[What is needed] What is needed is an exact copy of the lines from the one containing "pixel 12 535" through the last line of the entries below, both included.

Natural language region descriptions
========================

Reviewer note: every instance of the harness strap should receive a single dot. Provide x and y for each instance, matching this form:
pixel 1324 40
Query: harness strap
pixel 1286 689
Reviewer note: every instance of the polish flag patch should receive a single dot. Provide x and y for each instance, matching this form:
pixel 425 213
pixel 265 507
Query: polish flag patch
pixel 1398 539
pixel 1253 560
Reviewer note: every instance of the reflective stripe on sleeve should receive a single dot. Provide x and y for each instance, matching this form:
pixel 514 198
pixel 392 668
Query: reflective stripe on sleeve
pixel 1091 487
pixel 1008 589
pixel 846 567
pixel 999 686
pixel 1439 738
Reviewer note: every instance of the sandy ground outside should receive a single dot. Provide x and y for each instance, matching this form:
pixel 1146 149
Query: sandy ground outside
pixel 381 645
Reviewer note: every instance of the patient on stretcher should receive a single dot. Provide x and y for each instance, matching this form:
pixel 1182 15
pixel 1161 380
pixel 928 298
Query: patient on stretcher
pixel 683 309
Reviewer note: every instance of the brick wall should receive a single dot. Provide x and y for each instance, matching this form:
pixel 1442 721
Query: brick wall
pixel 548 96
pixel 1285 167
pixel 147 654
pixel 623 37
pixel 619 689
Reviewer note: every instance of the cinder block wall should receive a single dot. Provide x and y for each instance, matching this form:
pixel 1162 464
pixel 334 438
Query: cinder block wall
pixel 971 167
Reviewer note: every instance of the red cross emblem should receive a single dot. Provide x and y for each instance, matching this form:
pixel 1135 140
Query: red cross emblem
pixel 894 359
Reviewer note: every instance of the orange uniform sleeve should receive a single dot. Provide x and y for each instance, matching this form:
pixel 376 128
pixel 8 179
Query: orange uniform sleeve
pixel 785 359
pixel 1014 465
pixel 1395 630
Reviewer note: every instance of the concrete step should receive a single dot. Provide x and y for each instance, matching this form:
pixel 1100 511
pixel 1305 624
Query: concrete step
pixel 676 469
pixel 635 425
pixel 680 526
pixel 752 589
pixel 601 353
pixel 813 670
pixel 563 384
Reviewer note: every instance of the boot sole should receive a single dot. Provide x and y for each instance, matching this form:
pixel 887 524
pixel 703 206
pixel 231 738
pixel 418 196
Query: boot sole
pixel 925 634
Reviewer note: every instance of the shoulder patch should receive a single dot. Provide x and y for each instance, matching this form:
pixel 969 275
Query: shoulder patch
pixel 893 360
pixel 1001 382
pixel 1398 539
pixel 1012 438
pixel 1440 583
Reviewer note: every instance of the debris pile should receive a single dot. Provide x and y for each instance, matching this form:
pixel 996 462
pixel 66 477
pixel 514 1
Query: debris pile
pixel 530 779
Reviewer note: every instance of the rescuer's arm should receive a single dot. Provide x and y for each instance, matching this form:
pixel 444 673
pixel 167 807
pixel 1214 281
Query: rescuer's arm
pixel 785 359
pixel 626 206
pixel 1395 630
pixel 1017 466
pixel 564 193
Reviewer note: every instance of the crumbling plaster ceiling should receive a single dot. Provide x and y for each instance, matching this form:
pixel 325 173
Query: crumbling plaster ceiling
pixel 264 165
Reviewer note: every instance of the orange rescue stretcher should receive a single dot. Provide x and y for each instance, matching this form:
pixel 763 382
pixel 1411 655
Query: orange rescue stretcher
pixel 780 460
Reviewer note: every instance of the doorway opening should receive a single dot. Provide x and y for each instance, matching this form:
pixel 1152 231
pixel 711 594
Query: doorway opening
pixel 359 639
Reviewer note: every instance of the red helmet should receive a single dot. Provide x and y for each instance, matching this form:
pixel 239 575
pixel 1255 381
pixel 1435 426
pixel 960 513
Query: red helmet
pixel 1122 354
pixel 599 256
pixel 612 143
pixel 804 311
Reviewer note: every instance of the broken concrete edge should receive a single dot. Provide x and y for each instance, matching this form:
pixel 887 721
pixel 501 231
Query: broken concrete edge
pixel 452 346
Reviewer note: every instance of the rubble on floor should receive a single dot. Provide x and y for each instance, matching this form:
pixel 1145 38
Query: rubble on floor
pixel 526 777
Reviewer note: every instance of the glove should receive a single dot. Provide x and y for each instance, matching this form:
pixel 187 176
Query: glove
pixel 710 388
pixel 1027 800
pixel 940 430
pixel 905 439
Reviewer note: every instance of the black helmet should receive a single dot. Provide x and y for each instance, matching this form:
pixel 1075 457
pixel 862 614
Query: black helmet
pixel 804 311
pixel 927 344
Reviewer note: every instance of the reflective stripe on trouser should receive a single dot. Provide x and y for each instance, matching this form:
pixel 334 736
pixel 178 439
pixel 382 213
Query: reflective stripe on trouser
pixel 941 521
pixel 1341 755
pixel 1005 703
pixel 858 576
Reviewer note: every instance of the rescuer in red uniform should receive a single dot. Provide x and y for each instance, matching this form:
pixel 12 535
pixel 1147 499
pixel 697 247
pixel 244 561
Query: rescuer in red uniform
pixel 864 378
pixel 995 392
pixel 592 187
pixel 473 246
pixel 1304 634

========================

[Output of the task]
pixel 12 535
pixel 1147 499
pixel 697 247
pixel 244 561
Query: rescuer in red uniform
pixel 864 378
pixel 995 392
pixel 592 187
pixel 473 246
pixel 1304 634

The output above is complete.